Work item:
How many lines in the records below hold the string "point"? Please answer with the number and nothing more.

[Dataset records]
*** Block opens ***

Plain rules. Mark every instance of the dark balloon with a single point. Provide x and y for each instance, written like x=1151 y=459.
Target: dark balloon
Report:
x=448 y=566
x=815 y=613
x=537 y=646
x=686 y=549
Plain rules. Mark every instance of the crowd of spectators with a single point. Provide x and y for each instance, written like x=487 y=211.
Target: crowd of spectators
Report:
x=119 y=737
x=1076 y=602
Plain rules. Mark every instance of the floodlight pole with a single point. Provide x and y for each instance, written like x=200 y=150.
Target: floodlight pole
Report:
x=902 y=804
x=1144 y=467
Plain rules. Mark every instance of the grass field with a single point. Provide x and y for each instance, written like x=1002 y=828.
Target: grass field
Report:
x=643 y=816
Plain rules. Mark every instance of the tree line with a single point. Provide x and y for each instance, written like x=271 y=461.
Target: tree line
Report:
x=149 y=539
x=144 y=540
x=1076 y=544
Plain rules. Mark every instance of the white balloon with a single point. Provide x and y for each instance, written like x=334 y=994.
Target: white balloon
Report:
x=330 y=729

*** Block closes ***

Output of the task:
6